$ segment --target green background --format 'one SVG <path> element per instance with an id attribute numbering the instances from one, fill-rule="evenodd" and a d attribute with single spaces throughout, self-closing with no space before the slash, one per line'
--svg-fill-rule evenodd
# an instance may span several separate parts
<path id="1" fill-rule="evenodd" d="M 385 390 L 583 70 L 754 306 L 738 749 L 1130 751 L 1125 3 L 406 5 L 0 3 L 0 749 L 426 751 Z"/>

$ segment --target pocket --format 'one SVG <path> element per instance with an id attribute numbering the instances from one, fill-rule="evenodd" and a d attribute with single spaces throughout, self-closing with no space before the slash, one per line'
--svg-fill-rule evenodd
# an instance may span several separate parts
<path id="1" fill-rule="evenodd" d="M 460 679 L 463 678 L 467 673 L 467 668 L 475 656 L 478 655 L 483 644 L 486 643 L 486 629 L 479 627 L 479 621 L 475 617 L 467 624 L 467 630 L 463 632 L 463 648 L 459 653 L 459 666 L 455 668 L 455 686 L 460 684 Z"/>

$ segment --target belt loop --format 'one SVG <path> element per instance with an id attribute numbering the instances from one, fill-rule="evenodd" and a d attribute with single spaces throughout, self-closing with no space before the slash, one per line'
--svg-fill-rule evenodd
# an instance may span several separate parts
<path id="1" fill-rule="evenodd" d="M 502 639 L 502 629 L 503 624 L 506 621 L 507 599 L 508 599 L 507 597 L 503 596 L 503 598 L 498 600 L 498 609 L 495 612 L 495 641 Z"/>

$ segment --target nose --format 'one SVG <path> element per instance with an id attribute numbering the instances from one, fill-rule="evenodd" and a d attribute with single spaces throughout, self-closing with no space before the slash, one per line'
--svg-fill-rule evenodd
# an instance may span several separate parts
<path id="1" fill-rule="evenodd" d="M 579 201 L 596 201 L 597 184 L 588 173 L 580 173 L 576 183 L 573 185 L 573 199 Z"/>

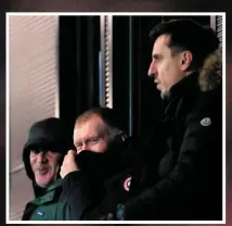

· · · · · · ·

■ EXERCISE OBJECTIVE ■
Update the lines of the records above, changing every "may span several separate parts" to "may consist of several disjoint parts" and leaving everything else as it is. Leave the pictures out of your answer.

■ SOLUTION BELOW ■
$ segment --target green background --format 'one SVG <path> element per instance with an id attribute numbering the instances from one, fill-rule="evenodd" and a d attribute with single spaces throughout, self-closing with no space before the slash, one per line'
--svg-fill-rule evenodd
# an instance may consist of several disjoint parts
<path id="1" fill-rule="evenodd" d="M 385 390 L 583 70 L 754 306 L 738 749 L 1130 751 L 1125 3 L 406 5 L 0 3 L 0 749 L 426 751 Z"/>

$ segment --target pocket --format 'one SVG <path> element per instance with an id attribute numbering the instances from one, fill-rule="evenodd" and a d attribute with single spaces throughout, self-closing with no space before the slash, one per line'
--svg-fill-rule evenodd
# an instance may consist of several disjoint parts
<path id="1" fill-rule="evenodd" d="M 460 679 L 463 678 L 467 673 L 467 668 L 475 656 L 478 655 L 483 644 L 486 643 L 486 629 L 479 627 L 479 621 L 475 617 L 467 624 L 467 630 L 463 632 L 463 648 L 459 653 L 459 666 L 455 668 L 455 686 L 460 684 Z"/>

$ segment --target belt loop --format 'one SVG <path> element per instance with an id attribute numbering the instances from one, fill-rule="evenodd" and a d attribute with single spaces throughout, self-closing with no space before the slash, one per line'
--svg-fill-rule evenodd
# an instance may consist of several disjoint parts
<path id="1" fill-rule="evenodd" d="M 502 639 L 502 629 L 503 624 L 506 621 L 507 599 L 508 599 L 507 597 L 503 596 L 503 598 L 498 600 L 498 609 L 495 612 L 495 641 Z"/>

$ segment --target nose --format 'one SVG <path> element per instance with an id attribute numbering the instances from one, fill-rule="evenodd" and a d attribute with single spaces throughout, self-closing with no space before the slash, one per line'
--svg-fill-rule evenodd
# an instance may consist of several disjoint parts
<path id="1" fill-rule="evenodd" d="M 579 201 L 596 201 L 597 184 L 588 173 L 580 173 L 576 183 L 573 185 L 573 199 Z"/>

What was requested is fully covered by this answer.